▸ **Exercise directions**:
Please copy out the material exactly, starting with the line that contains "Identify each instance of the alloy" and going on through the line that contains "Identify each instance of the dirty", both of those lines included.

▸ **Given data**:

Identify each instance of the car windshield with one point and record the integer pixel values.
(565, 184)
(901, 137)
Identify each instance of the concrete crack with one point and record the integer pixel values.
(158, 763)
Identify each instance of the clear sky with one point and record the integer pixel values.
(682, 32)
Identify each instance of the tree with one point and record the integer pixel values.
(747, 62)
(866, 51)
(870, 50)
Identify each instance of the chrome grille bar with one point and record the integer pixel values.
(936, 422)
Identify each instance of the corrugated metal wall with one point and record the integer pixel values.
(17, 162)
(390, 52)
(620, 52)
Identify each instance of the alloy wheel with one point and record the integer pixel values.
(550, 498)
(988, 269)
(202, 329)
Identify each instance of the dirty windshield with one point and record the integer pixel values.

==

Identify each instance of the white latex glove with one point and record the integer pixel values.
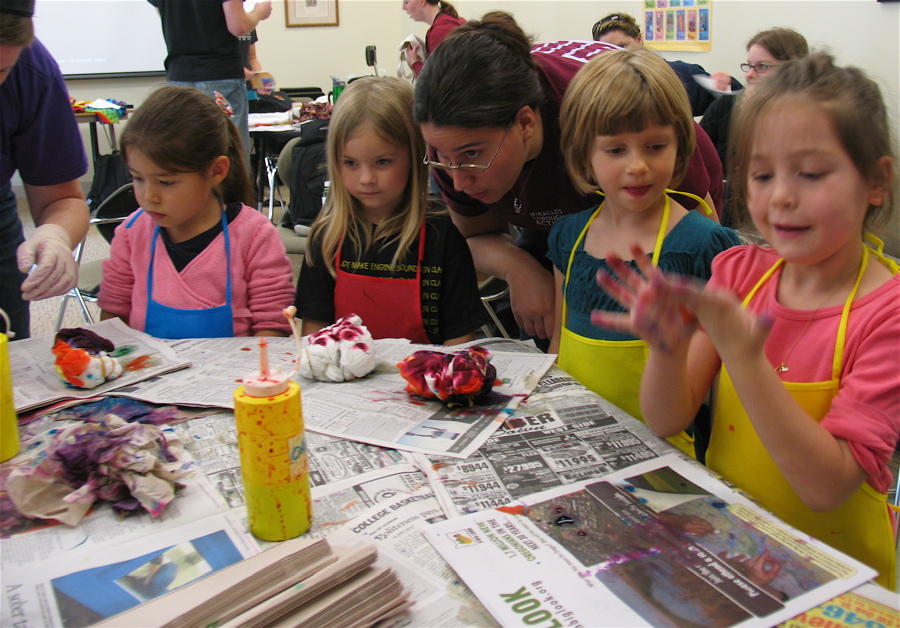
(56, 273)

▸ **Task answer**:
Identify each instance of the alloy wheel with one point and record the integer pixel values.
(550, 498)
(988, 269)
(202, 329)
Identify each instance of the dirty windshield with one point and record the integer pixel values.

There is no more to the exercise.